**Supplied data**.
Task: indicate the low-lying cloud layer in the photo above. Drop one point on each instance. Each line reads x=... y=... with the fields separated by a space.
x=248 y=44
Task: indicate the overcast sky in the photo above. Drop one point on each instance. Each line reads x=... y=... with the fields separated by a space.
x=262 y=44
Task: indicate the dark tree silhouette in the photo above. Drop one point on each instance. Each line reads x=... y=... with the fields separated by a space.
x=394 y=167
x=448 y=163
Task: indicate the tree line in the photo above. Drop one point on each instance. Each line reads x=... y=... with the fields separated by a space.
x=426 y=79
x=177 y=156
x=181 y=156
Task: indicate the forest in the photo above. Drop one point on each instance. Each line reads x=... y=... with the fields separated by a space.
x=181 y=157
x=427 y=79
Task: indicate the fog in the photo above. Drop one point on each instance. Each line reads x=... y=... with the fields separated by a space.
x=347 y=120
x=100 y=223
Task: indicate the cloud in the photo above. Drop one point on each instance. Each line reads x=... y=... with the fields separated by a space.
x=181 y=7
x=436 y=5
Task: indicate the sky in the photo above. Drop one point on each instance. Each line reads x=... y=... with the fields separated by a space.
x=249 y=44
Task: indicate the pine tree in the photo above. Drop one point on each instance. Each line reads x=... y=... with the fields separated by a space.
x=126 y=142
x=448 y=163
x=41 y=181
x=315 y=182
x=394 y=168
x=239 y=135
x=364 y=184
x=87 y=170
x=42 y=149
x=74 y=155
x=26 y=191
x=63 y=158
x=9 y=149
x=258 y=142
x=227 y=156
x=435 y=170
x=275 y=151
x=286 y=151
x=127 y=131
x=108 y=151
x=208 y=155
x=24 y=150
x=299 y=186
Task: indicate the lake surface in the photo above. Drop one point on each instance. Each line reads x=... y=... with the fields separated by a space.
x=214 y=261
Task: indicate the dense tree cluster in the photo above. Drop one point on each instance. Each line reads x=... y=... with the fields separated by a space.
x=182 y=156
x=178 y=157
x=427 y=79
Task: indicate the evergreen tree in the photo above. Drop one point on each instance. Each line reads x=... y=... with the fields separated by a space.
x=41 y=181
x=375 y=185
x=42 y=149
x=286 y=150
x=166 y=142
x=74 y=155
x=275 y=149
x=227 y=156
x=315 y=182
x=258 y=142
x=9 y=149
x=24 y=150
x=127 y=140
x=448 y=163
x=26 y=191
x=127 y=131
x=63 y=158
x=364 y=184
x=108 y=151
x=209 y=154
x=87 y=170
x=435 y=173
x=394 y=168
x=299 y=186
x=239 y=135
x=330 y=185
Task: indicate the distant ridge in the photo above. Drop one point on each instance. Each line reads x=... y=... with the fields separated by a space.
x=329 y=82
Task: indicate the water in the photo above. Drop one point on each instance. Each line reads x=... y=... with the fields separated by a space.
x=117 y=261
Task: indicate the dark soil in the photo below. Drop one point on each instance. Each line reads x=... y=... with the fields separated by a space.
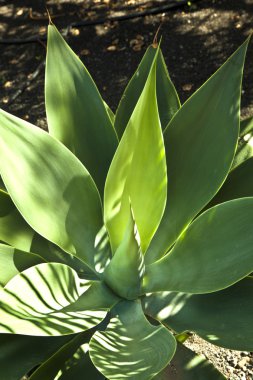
x=197 y=39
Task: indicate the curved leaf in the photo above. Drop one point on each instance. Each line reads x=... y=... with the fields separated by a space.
x=14 y=261
x=75 y=110
x=141 y=147
x=130 y=347
x=33 y=303
x=239 y=184
x=167 y=98
x=223 y=318
x=213 y=253
x=200 y=144
x=50 y=368
x=125 y=271
x=186 y=365
x=246 y=126
x=19 y=353
x=13 y=228
x=50 y=187
x=16 y=232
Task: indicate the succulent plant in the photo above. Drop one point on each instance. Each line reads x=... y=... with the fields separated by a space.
x=118 y=234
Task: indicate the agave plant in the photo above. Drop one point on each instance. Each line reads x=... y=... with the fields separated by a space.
x=117 y=233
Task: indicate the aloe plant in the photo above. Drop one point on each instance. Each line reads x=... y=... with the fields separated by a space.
x=117 y=233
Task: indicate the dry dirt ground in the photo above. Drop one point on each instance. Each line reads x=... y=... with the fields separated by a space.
x=197 y=39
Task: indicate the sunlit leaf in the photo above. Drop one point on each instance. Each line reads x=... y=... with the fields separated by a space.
x=186 y=365
x=13 y=228
x=223 y=318
x=50 y=368
x=14 y=261
x=168 y=101
x=75 y=110
x=140 y=147
x=130 y=347
x=50 y=187
x=200 y=144
x=125 y=271
x=213 y=253
x=246 y=126
x=33 y=303
x=239 y=184
x=19 y=353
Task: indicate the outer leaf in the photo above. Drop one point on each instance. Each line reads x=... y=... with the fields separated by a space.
x=50 y=368
x=239 y=184
x=16 y=232
x=50 y=187
x=19 y=354
x=75 y=110
x=13 y=261
x=130 y=347
x=125 y=271
x=168 y=101
x=186 y=365
x=200 y=143
x=33 y=303
x=13 y=228
x=223 y=318
x=246 y=126
x=213 y=253
x=141 y=147
x=80 y=364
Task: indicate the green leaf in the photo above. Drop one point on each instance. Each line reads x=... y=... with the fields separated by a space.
x=110 y=113
x=16 y=232
x=50 y=368
x=50 y=187
x=19 y=354
x=13 y=228
x=130 y=347
x=239 y=184
x=141 y=147
x=125 y=271
x=168 y=101
x=79 y=365
x=14 y=261
x=75 y=110
x=200 y=143
x=246 y=126
x=186 y=365
x=33 y=303
x=213 y=253
x=223 y=318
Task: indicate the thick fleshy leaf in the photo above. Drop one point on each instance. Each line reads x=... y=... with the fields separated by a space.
x=33 y=303
x=138 y=172
x=13 y=228
x=246 y=126
x=168 y=101
x=239 y=184
x=16 y=232
x=75 y=110
x=130 y=347
x=14 y=261
x=19 y=353
x=125 y=271
x=223 y=318
x=80 y=364
x=200 y=144
x=213 y=253
x=50 y=368
x=50 y=187
x=186 y=365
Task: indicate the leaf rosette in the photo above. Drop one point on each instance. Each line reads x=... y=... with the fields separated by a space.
x=120 y=232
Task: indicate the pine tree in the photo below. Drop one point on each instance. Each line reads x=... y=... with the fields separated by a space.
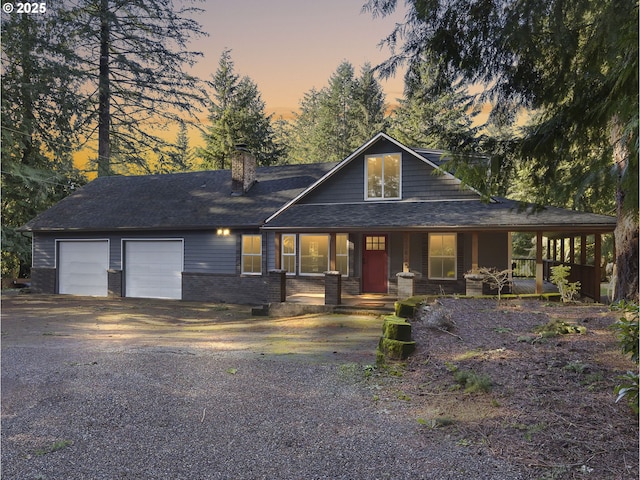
x=39 y=113
x=574 y=63
x=133 y=59
x=334 y=121
x=237 y=116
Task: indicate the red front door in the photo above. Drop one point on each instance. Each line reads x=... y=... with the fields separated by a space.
x=374 y=264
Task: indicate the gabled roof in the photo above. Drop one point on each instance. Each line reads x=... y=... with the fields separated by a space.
x=195 y=200
x=430 y=157
x=203 y=200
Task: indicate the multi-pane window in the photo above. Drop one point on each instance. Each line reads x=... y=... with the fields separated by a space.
x=252 y=254
x=442 y=256
x=314 y=254
x=289 y=254
x=342 y=253
x=383 y=177
x=375 y=242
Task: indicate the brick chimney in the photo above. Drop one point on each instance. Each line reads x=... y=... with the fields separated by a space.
x=243 y=171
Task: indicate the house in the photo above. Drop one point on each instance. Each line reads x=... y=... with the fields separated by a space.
x=384 y=218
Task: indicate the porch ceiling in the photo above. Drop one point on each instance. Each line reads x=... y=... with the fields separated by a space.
x=505 y=215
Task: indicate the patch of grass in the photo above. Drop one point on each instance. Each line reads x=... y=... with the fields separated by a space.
x=436 y=422
x=557 y=327
x=502 y=330
x=576 y=366
x=54 y=447
x=403 y=396
x=473 y=382
x=469 y=354
x=529 y=430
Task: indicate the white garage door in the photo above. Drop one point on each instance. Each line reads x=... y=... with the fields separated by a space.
x=153 y=268
x=82 y=267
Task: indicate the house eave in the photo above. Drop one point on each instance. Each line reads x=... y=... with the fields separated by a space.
x=157 y=228
x=547 y=228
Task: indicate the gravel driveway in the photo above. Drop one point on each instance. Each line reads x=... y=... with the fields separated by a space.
x=123 y=389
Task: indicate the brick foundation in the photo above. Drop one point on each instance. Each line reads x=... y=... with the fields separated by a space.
x=43 y=280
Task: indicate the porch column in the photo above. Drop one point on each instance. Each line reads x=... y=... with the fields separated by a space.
x=596 y=265
x=583 y=257
x=572 y=250
x=474 y=251
x=406 y=251
x=510 y=258
x=539 y=264
x=278 y=252
x=332 y=288
x=332 y=251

**Work to complete**. Exactly as they stand in the records above, print the lines from the one containing "Task: indicate the gravel" through the final line, inclusive.

**Response below**.
Task: indicate the gravel driveway in the photo above. Drop one point on each instance. Each line reads x=... y=... with the fields separated by a space.
x=123 y=389
Task: indicate the brick foundation in the photo above. Drop one point on each instance. Each line reads x=... y=... with the fields separated by a space.
x=43 y=280
Task: indicate the porch column in the photo above. Drop one point on each instance. Each line reads x=... y=... with the fields separated by a space.
x=596 y=265
x=583 y=257
x=572 y=250
x=474 y=251
x=406 y=251
x=510 y=258
x=539 y=264
x=278 y=252
x=332 y=288
x=332 y=251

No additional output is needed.